Records for this exercise:
════════════════

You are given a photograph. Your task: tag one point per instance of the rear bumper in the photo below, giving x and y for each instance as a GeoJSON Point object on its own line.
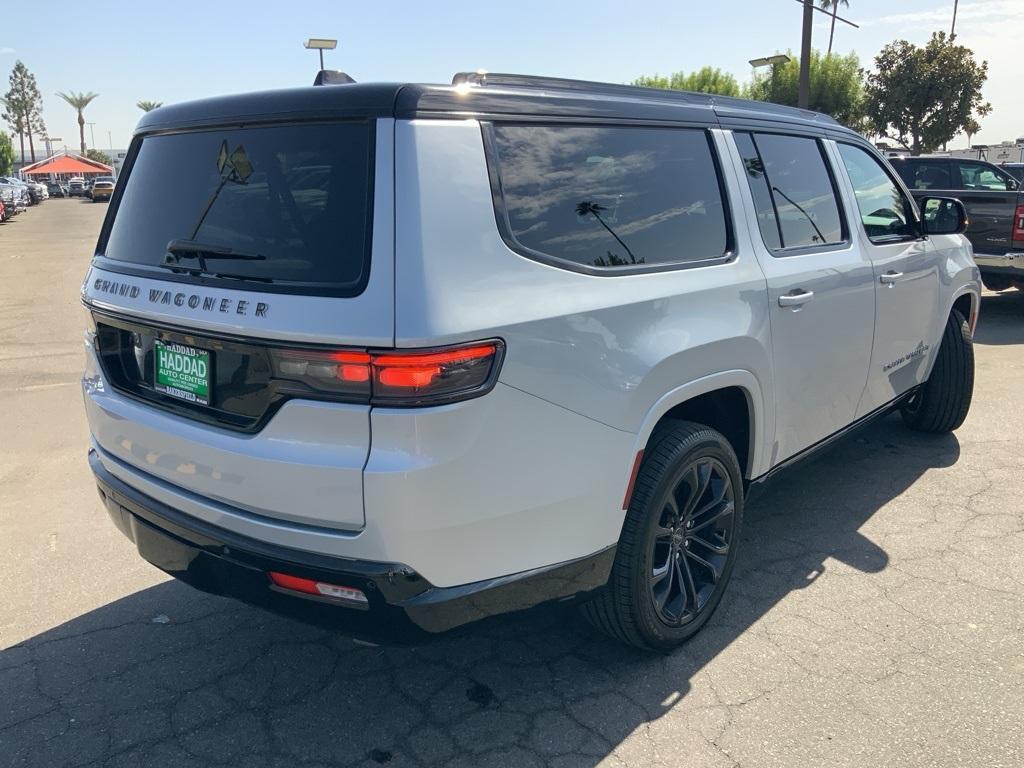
{"type": "Point", "coordinates": [1011, 262]}
{"type": "Point", "coordinates": [401, 604]}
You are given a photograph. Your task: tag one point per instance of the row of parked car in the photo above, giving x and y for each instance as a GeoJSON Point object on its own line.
{"type": "Point", "coordinates": [16, 196]}
{"type": "Point", "coordinates": [100, 187]}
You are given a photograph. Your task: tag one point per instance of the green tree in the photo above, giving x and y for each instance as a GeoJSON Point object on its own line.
{"type": "Point", "coordinates": [837, 86]}
{"type": "Point", "coordinates": [79, 101]}
{"type": "Point", "coordinates": [98, 156]}
{"type": "Point", "coordinates": [833, 5]}
{"type": "Point", "coordinates": [923, 97]}
{"type": "Point", "coordinates": [24, 105]}
{"type": "Point", "coordinates": [705, 80]}
{"type": "Point", "coordinates": [6, 155]}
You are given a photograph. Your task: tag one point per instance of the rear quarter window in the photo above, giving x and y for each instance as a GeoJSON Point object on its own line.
{"type": "Point", "coordinates": [291, 202]}
{"type": "Point", "coordinates": [607, 198]}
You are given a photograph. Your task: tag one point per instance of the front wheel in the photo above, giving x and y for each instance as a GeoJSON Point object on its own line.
{"type": "Point", "coordinates": [942, 402]}
{"type": "Point", "coordinates": [679, 541]}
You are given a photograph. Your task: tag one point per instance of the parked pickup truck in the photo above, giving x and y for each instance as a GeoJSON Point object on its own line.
{"type": "Point", "coordinates": [994, 203]}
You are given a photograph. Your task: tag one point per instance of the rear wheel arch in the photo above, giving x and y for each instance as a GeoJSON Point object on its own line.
{"type": "Point", "coordinates": [730, 402]}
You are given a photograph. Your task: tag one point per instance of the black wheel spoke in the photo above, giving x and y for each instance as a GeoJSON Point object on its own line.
{"type": "Point", "coordinates": [701, 479]}
{"type": "Point", "coordinates": [659, 574]}
{"type": "Point", "coordinates": [719, 548]}
{"type": "Point", "coordinates": [689, 586]}
{"type": "Point", "coordinates": [714, 570]}
{"type": "Point", "coordinates": [710, 516]}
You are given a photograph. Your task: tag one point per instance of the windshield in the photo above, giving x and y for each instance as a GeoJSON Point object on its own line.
{"type": "Point", "coordinates": [298, 196]}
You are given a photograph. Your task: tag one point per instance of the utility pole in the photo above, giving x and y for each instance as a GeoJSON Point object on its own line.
{"type": "Point", "coordinates": [805, 56]}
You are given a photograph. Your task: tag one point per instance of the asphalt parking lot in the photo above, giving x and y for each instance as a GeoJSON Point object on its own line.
{"type": "Point", "coordinates": [875, 617]}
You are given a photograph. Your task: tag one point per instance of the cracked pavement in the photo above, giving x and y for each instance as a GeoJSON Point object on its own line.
{"type": "Point", "coordinates": [875, 616]}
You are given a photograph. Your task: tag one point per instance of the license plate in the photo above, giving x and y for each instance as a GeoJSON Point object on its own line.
{"type": "Point", "coordinates": [182, 372]}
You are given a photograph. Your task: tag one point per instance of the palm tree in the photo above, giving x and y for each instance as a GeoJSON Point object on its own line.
{"type": "Point", "coordinates": [79, 101]}
{"type": "Point", "coordinates": [833, 5]}
{"type": "Point", "coordinates": [589, 208]}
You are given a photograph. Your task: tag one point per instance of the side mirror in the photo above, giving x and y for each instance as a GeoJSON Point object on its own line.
{"type": "Point", "coordinates": [943, 216]}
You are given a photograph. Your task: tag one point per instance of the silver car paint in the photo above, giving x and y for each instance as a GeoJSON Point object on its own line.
{"type": "Point", "coordinates": [535, 472]}
{"type": "Point", "coordinates": [606, 347]}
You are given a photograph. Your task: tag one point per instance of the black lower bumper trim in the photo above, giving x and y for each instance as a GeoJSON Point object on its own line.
{"type": "Point", "coordinates": [401, 604]}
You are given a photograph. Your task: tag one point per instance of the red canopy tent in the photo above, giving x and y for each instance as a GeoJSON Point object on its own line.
{"type": "Point", "coordinates": [65, 166]}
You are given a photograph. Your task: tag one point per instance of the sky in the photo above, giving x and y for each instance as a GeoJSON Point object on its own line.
{"type": "Point", "coordinates": [184, 50]}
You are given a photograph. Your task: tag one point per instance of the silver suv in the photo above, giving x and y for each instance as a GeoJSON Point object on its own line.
{"type": "Point", "coordinates": [402, 356]}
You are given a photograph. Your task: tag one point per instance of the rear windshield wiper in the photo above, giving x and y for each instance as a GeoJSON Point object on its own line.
{"type": "Point", "coordinates": [190, 249]}
{"type": "Point", "coordinates": [200, 271]}
{"type": "Point", "coordinates": [194, 249]}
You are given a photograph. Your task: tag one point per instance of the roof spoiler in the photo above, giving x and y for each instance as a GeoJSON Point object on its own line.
{"type": "Point", "coordinates": [332, 77]}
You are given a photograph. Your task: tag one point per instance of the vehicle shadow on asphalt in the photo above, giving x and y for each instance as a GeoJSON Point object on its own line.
{"type": "Point", "coordinates": [1001, 318]}
{"type": "Point", "coordinates": [170, 676]}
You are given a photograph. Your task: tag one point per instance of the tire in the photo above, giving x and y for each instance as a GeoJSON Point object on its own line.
{"type": "Point", "coordinates": [636, 607]}
{"type": "Point", "coordinates": [942, 402]}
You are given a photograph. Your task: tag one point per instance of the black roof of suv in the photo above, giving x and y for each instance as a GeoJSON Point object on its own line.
{"type": "Point", "coordinates": [481, 95]}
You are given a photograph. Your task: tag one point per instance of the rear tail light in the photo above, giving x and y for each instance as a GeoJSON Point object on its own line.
{"type": "Point", "coordinates": [334, 592]}
{"type": "Point", "coordinates": [396, 377]}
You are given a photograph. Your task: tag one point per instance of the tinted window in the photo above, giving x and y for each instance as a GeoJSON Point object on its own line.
{"type": "Point", "coordinates": [611, 197]}
{"type": "Point", "coordinates": [979, 176]}
{"type": "Point", "coordinates": [885, 211]}
{"type": "Point", "coordinates": [294, 199]}
{"type": "Point", "coordinates": [802, 189]}
{"type": "Point", "coordinates": [759, 188]}
{"type": "Point", "coordinates": [927, 176]}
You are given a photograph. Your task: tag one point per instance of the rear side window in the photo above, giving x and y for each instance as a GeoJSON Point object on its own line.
{"type": "Point", "coordinates": [282, 206]}
{"type": "Point", "coordinates": [885, 211]}
{"type": "Point", "coordinates": [802, 190]}
{"type": "Point", "coordinates": [609, 198]}
{"type": "Point", "coordinates": [927, 175]}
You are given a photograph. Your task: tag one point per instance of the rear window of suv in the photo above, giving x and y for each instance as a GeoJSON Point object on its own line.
{"type": "Point", "coordinates": [284, 207]}
{"type": "Point", "coordinates": [609, 198]}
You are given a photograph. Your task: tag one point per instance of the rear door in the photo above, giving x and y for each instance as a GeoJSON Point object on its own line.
{"type": "Point", "coordinates": [233, 264]}
{"type": "Point", "coordinates": [990, 196]}
{"type": "Point", "coordinates": [906, 275]}
{"type": "Point", "coordinates": [820, 289]}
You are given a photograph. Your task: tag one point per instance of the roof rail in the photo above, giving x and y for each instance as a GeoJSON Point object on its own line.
{"type": "Point", "coordinates": [482, 78]}
{"type": "Point", "coordinates": [589, 86]}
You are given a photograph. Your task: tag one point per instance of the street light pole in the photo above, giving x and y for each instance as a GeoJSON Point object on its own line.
{"type": "Point", "coordinates": [805, 56]}
{"type": "Point", "coordinates": [321, 44]}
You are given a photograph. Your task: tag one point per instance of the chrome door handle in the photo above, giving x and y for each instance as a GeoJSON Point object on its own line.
{"type": "Point", "coordinates": [889, 278]}
{"type": "Point", "coordinates": [798, 298]}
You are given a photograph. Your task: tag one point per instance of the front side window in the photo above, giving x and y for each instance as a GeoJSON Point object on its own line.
{"type": "Point", "coordinates": [885, 211]}
{"type": "Point", "coordinates": [979, 176]}
{"type": "Point", "coordinates": [610, 198]}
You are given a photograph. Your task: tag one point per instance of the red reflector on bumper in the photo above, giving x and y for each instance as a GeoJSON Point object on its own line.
{"type": "Point", "coordinates": [318, 589]}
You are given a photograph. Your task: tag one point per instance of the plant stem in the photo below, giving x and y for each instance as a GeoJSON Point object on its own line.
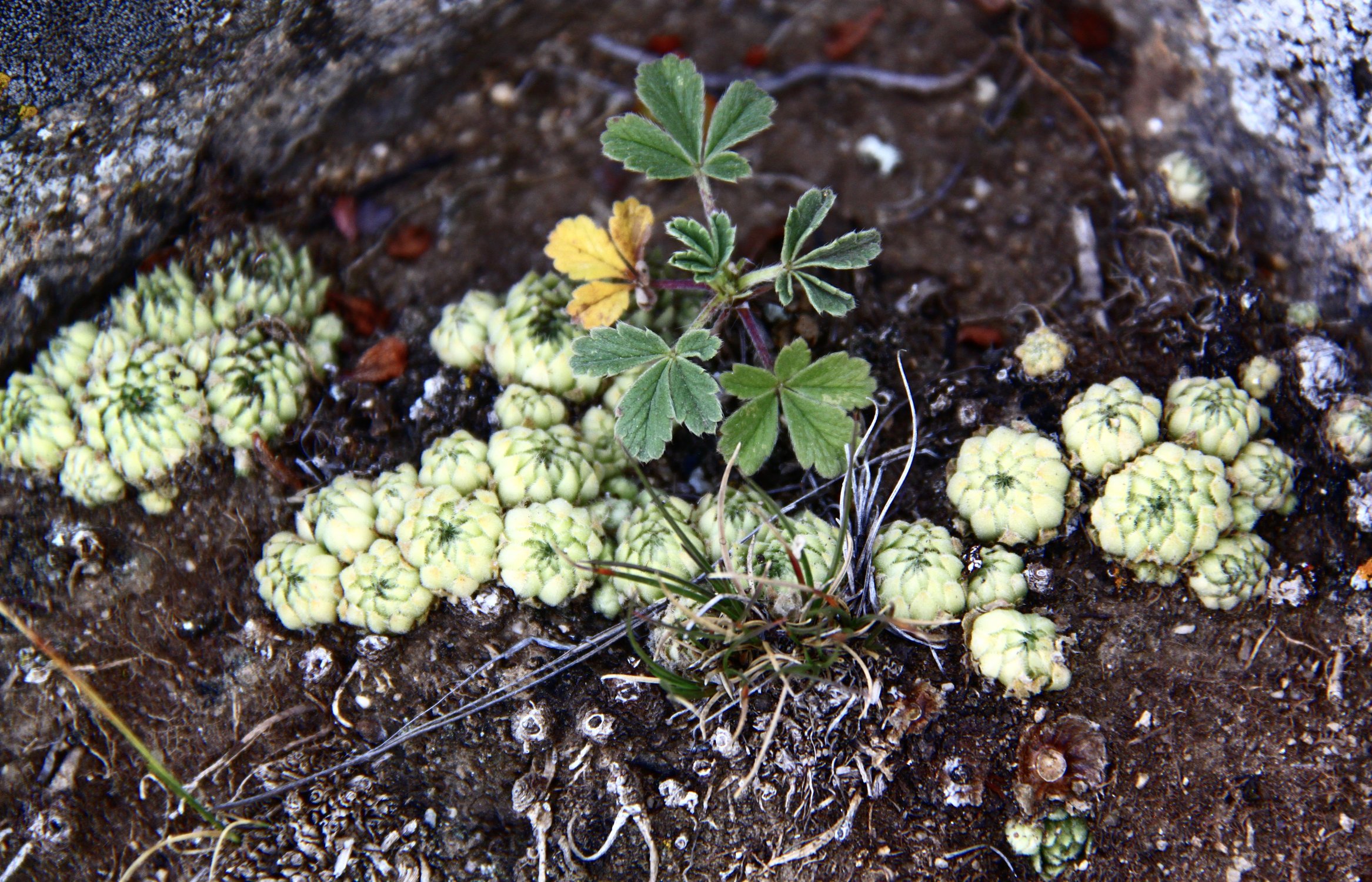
{"type": "Point", "coordinates": [680, 285]}
{"type": "Point", "coordinates": [759, 276]}
{"type": "Point", "coordinates": [756, 335]}
{"type": "Point", "coordinates": [104, 708]}
{"type": "Point", "coordinates": [707, 196]}
{"type": "Point", "coordinates": [708, 312]}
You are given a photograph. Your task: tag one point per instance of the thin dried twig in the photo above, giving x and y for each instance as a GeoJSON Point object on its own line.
{"type": "Point", "coordinates": [1065, 93]}
{"type": "Point", "coordinates": [767, 737]}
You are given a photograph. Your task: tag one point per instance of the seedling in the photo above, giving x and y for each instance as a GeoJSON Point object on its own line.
{"type": "Point", "coordinates": [676, 141]}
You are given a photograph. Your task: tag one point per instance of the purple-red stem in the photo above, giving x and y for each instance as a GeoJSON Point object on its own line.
{"type": "Point", "coordinates": [756, 335]}
{"type": "Point", "coordinates": [680, 285]}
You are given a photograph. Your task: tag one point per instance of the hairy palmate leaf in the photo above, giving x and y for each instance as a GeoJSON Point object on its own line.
{"type": "Point", "coordinates": [708, 249]}
{"type": "Point", "coordinates": [677, 142]}
{"type": "Point", "coordinates": [815, 400]}
{"type": "Point", "coordinates": [672, 389]}
{"type": "Point", "coordinates": [850, 252]}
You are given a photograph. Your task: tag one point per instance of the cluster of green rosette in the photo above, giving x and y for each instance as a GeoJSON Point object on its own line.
{"type": "Point", "coordinates": [184, 357]}
{"type": "Point", "coordinates": [1181, 483]}
{"type": "Point", "coordinates": [529, 508]}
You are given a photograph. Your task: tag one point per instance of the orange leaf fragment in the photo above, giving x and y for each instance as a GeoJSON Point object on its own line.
{"type": "Point", "coordinates": [756, 55]}
{"type": "Point", "coordinates": [363, 316]}
{"type": "Point", "coordinates": [662, 44]}
{"type": "Point", "coordinates": [980, 336]}
{"type": "Point", "coordinates": [345, 217]}
{"type": "Point", "coordinates": [409, 242]}
{"type": "Point", "coordinates": [848, 35]}
{"type": "Point", "coordinates": [383, 361]}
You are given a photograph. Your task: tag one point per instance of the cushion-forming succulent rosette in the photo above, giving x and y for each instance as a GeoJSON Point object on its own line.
{"type": "Point", "coordinates": [1012, 487]}
{"type": "Point", "coordinates": [1163, 510]}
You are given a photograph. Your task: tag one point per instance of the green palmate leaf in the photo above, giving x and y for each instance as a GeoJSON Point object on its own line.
{"type": "Point", "coordinates": [607, 352]}
{"type": "Point", "coordinates": [825, 297]}
{"type": "Point", "coordinates": [727, 166]}
{"type": "Point", "coordinates": [707, 248]}
{"type": "Point", "coordinates": [676, 143]}
{"type": "Point", "coordinates": [803, 220]}
{"type": "Point", "coordinates": [697, 343]}
{"type": "Point", "coordinates": [744, 112]}
{"type": "Point", "coordinates": [752, 431]}
{"type": "Point", "coordinates": [647, 149]}
{"type": "Point", "coordinates": [748, 382]}
{"type": "Point", "coordinates": [850, 252]}
{"type": "Point", "coordinates": [645, 415]}
{"type": "Point", "coordinates": [695, 404]}
{"type": "Point", "coordinates": [672, 389]}
{"type": "Point", "coordinates": [674, 93]}
{"type": "Point", "coordinates": [818, 433]}
{"type": "Point", "coordinates": [836, 379]}
{"type": "Point", "coordinates": [814, 398]}
{"type": "Point", "coordinates": [792, 360]}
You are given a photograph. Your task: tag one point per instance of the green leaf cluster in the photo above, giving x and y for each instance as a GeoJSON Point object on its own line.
{"type": "Point", "coordinates": [815, 400]}
{"type": "Point", "coordinates": [672, 389]}
{"type": "Point", "coordinates": [707, 250]}
{"type": "Point", "coordinates": [850, 252]}
{"type": "Point", "coordinates": [677, 142]}
{"type": "Point", "coordinates": [676, 139]}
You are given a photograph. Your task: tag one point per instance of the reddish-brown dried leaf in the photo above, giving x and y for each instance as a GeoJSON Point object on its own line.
{"type": "Point", "coordinates": [848, 35]}
{"type": "Point", "coordinates": [273, 464]}
{"type": "Point", "coordinates": [409, 242]}
{"type": "Point", "coordinates": [385, 361]}
{"type": "Point", "coordinates": [1060, 760]}
{"type": "Point", "coordinates": [982, 336]}
{"type": "Point", "coordinates": [662, 44]}
{"type": "Point", "coordinates": [159, 258]}
{"type": "Point", "coordinates": [756, 55]}
{"type": "Point", "coordinates": [345, 217]}
{"type": "Point", "coordinates": [364, 318]}
{"type": "Point", "coordinates": [1090, 29]}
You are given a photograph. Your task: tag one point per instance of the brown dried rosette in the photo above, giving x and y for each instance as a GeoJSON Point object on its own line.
{"type": "Point", "coordinates": [1060, 760]}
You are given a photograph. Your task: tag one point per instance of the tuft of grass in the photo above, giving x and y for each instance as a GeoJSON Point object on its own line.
{"type": "Point", "coordinates": [104, 708]}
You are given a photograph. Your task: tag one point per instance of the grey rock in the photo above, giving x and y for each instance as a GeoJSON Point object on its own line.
{"type": "Point", "coordinates": [133, 96]}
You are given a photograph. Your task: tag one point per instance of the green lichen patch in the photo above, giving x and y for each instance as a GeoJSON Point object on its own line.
{"type": "Point", "coordinates": [1021, 650]}
{"type": "Point", "coordinates": [459, 338]}
{"type": "Point", "coordinates": [382, 592]}
{"type": "Point", "coordinates": [299, 580]}
{"type": "Point", "coordinates": [1348, 427]}
{"type": "Point", "coordinates": [541, 547]}
{"type": "Point", "coordinates": [36, 426]}
{"type": "Point", "coordinates": [452, 538]}
{"type": "Point", "coordinates": [920, 572]}
{"type": "Point", "coordinates": [537, 465]}
{"type": "Point", "coordinates": [1231, 574]}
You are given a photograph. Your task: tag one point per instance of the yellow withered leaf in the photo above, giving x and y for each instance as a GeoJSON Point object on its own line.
{"type": "Point", "coordinates": [607, 262]}
{"type": "Point", "coordinates": [630, 228]}
{"type": "Point", "coordinates": [600, 303]}
{"type": "Point", "coordinates": [583, 252]}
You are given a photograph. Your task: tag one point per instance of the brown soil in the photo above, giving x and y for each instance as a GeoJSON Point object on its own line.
{"type": "Point", "coordinates": [1247, 766]}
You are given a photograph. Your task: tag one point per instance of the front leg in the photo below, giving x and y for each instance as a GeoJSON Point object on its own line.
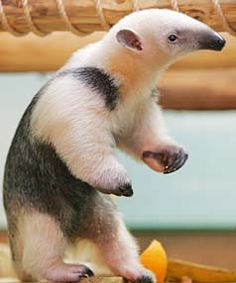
{"type": "Point", "coordinates": [151, 143]}
{"type": "Point", "coordinates": [165, 158]}
{"type": "Point", "coordinates": [89, 152]}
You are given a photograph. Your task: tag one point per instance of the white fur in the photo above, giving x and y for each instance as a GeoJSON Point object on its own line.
{"type": "Point", "coordinates": [74, 119]}
{"type": "Point", "coordinates": [44, 248]}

════════════════

Your goal: Print, exactly and only, the lines running from the line with "the brown soil" through the last line of the data, including both. Skip any picture.

Exercise result:
You are given a photograph. Your task: tag one point per instance of the brown soil in the photo above, giving x and y for each instance as a GeoJSON Point object on its own line.
{"type": "Point", "coordinates": [1247, 766]}
You are given a photograph. Your task: tag one point per instance of the front leg in the photo below, giving x and y for each instance as a GeoJSON Point object on its own line.
{"type": "Point", "coordinates": [151, 143]}
{"type": "Point", "coordinates": [165, 158]}
{"type": "Point", "coordinates": [89, 152]}
You are given a photograph. Your task: tag one point per instance of the white fur in the photo above, giving x and y for each instance as a GeoJSON Point object on its own line.
{"type": "Point", "coordinates": [74, 119]}
{"type": "Point", "coordinates": [44, 248]}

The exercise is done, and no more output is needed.